BEGIN DATA SHOWN

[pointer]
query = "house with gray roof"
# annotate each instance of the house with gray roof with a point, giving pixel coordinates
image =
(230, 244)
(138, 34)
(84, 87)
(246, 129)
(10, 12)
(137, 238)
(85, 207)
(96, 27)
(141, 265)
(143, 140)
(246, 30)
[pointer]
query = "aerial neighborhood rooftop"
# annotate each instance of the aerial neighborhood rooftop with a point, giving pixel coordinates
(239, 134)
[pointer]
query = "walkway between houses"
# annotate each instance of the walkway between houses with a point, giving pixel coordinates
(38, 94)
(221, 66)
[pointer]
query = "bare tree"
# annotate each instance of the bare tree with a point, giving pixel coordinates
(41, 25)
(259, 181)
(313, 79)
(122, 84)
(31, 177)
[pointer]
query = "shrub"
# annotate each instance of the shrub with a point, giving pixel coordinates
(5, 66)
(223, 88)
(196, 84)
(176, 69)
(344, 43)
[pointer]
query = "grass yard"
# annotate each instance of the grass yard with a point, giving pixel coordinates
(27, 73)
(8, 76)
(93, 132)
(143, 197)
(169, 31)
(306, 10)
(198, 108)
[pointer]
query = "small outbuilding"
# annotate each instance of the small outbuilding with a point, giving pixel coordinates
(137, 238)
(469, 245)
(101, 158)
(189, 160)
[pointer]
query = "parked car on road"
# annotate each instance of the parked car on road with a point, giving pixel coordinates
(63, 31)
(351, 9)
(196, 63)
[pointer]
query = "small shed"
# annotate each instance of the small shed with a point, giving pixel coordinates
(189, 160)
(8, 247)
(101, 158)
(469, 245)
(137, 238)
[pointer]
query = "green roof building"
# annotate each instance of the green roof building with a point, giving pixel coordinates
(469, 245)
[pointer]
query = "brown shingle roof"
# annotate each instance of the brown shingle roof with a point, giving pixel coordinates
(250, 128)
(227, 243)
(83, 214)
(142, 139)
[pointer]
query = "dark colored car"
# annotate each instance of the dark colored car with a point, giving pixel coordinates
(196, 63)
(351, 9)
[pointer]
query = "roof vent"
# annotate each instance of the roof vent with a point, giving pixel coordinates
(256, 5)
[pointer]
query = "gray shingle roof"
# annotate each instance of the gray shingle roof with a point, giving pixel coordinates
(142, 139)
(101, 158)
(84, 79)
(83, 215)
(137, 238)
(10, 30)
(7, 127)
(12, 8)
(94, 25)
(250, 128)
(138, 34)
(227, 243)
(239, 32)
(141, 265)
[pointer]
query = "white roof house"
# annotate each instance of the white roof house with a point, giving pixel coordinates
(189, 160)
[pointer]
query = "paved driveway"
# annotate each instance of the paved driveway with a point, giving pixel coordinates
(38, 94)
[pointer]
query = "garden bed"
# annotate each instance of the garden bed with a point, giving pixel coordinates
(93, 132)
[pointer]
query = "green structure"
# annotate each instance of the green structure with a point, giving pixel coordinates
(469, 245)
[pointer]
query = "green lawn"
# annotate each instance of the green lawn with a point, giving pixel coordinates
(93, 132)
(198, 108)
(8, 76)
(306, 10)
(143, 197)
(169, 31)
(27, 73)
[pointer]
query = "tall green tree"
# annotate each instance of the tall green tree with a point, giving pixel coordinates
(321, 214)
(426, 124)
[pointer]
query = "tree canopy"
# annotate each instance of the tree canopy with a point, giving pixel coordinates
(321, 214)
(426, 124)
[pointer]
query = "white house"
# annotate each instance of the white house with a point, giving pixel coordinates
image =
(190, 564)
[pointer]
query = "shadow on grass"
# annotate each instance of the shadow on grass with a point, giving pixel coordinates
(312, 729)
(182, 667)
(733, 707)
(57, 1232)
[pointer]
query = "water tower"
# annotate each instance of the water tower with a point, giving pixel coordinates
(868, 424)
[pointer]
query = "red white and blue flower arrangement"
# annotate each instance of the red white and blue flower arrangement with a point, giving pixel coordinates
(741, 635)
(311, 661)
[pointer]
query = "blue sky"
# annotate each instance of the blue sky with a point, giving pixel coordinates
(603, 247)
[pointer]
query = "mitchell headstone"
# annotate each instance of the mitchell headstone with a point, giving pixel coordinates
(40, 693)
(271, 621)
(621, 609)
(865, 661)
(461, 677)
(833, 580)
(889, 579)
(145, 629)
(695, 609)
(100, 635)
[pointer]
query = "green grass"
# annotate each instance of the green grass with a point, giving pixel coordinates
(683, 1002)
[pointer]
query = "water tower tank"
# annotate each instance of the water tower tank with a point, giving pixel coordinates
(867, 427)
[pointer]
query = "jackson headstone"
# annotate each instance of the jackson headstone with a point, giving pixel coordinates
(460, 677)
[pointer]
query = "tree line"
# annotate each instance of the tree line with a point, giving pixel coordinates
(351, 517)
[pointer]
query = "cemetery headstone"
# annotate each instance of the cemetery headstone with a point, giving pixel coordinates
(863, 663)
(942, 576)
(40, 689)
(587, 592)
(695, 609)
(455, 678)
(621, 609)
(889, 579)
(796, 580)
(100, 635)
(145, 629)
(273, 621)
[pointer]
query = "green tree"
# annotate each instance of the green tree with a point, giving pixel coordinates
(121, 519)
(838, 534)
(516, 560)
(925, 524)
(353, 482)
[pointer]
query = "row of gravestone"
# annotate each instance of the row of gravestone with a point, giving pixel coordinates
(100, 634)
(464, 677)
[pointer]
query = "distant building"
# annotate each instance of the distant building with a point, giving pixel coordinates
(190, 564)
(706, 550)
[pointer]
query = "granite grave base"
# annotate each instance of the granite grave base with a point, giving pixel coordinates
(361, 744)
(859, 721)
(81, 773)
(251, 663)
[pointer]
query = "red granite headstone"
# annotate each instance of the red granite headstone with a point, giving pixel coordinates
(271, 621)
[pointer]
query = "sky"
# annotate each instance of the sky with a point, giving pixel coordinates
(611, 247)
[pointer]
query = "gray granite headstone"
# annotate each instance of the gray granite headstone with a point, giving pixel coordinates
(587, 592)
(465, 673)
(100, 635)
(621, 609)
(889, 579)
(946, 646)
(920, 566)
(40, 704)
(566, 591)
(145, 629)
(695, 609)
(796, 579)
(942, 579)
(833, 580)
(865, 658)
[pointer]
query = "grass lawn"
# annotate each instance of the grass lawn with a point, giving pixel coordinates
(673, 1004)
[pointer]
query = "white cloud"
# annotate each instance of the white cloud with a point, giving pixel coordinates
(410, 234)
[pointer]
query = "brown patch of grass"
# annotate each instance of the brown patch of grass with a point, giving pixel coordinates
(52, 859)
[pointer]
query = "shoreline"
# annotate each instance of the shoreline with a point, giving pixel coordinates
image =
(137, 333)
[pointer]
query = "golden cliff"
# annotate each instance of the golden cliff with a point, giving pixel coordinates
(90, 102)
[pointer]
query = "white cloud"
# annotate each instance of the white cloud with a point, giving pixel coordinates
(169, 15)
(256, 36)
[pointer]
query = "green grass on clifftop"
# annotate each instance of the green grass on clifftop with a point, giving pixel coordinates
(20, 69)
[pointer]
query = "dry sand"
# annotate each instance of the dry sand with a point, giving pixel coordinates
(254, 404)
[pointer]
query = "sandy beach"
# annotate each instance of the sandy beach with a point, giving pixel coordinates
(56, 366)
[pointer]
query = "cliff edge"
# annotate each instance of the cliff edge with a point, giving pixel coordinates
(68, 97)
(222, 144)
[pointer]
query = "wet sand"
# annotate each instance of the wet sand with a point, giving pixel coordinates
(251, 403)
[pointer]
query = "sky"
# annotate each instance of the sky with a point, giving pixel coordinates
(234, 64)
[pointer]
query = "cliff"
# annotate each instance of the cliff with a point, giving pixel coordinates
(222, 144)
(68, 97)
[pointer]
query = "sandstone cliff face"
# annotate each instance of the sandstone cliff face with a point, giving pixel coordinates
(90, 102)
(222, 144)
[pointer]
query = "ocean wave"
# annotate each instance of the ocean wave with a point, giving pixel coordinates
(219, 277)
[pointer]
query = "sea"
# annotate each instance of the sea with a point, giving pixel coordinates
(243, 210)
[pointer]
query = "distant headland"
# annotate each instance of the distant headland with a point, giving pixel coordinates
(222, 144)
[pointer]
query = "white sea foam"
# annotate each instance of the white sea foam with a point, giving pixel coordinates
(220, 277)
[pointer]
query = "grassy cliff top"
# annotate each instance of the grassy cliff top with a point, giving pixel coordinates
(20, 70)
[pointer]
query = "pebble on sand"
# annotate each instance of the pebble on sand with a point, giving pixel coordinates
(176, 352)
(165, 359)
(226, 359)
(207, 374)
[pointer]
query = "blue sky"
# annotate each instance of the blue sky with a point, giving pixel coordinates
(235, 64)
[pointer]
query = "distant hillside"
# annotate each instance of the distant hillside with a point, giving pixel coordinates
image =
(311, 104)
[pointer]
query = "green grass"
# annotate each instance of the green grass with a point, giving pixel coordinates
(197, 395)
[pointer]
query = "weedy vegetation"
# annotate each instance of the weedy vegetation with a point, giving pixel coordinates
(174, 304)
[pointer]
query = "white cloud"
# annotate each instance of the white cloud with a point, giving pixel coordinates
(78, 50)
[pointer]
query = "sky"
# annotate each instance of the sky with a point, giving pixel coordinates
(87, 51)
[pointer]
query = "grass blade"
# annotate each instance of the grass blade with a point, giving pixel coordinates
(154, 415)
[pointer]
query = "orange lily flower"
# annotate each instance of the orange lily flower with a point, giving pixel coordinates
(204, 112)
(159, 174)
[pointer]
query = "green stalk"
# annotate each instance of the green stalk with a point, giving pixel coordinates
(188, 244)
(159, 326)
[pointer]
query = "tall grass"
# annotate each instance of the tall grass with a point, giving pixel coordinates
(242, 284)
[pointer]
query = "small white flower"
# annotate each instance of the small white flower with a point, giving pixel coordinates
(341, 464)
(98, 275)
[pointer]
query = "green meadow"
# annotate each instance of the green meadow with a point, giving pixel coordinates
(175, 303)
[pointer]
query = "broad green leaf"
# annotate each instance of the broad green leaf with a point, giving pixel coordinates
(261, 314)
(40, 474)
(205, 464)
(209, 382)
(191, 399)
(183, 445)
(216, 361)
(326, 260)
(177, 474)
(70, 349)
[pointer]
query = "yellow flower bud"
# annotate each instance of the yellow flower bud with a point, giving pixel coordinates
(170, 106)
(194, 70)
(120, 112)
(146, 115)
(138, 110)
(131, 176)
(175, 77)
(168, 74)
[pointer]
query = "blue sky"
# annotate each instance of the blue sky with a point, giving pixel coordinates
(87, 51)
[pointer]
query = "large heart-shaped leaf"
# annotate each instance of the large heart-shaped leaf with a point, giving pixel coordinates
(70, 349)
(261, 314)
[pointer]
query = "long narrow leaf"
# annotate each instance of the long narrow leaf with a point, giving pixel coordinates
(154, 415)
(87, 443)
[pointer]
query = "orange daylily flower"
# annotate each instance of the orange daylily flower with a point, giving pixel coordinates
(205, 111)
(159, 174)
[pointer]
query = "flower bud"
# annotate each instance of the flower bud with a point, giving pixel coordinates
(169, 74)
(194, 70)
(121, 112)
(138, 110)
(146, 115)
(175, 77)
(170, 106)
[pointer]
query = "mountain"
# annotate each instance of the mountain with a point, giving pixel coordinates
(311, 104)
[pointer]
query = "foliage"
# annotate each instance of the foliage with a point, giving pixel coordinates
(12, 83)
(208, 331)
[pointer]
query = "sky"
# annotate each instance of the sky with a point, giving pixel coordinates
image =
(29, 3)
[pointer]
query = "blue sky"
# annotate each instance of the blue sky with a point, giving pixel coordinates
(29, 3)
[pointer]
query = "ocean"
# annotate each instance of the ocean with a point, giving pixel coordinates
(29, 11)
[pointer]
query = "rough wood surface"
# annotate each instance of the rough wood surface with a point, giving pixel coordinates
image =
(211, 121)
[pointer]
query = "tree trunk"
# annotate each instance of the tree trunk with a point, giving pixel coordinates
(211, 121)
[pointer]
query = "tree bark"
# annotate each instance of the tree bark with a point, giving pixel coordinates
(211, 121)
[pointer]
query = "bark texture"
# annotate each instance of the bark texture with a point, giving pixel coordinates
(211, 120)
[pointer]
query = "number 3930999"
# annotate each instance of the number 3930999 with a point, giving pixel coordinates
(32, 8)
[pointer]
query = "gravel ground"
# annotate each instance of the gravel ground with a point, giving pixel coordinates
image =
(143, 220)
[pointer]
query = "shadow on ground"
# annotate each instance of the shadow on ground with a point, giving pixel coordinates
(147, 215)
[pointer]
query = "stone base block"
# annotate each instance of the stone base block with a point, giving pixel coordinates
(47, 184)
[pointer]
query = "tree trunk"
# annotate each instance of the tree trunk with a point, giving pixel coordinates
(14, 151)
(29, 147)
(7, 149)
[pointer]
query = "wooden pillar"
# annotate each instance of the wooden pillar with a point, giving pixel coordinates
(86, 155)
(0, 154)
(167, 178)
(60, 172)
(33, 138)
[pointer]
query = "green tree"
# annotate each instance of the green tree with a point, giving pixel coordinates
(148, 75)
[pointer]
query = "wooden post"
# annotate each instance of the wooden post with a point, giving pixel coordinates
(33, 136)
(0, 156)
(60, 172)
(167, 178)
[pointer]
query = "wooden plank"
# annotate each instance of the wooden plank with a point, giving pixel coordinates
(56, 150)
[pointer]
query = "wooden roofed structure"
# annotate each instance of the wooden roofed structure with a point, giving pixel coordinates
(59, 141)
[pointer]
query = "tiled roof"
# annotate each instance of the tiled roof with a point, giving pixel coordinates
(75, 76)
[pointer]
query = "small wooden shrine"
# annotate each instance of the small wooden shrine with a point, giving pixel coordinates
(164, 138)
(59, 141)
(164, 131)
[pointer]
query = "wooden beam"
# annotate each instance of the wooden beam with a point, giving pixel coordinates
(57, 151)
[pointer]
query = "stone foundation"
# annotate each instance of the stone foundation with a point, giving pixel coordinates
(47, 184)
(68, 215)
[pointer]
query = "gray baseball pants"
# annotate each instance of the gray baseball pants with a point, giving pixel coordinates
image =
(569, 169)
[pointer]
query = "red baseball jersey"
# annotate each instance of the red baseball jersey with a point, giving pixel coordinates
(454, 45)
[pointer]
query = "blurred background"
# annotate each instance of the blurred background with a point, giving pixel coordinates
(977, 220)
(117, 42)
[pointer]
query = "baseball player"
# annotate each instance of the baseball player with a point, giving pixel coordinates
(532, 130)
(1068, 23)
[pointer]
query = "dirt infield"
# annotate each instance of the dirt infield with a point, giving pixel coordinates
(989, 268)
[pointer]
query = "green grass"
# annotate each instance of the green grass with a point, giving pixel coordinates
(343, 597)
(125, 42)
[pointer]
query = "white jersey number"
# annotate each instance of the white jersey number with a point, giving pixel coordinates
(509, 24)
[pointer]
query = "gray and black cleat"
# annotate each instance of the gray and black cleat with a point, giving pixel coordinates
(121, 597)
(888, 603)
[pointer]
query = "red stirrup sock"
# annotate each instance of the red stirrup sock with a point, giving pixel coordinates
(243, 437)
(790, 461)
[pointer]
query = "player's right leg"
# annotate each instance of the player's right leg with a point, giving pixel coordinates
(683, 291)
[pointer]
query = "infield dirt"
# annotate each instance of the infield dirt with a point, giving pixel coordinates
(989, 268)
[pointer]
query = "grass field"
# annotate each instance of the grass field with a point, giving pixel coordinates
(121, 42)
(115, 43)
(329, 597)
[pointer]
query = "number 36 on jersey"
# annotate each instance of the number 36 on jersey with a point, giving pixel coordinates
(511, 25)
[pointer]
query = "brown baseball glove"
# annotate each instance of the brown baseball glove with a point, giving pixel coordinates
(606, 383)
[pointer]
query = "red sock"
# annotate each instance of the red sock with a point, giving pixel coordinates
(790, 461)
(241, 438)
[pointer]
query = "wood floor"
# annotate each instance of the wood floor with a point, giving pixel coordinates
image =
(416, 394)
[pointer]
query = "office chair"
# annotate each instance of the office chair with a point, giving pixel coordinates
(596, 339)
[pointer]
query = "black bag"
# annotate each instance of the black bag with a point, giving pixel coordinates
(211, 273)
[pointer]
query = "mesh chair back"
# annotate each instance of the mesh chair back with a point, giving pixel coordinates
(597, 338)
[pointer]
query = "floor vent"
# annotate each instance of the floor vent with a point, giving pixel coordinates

END DATA SHOWN

> **TASK DETAILS**
Please return each line from the records above that contains the string "shoreline".

> **RESPONSE TO THIS EXERCISE**
query = "shoreline"
# annotate each instance of the shoreline with a point, giving pixel coordinates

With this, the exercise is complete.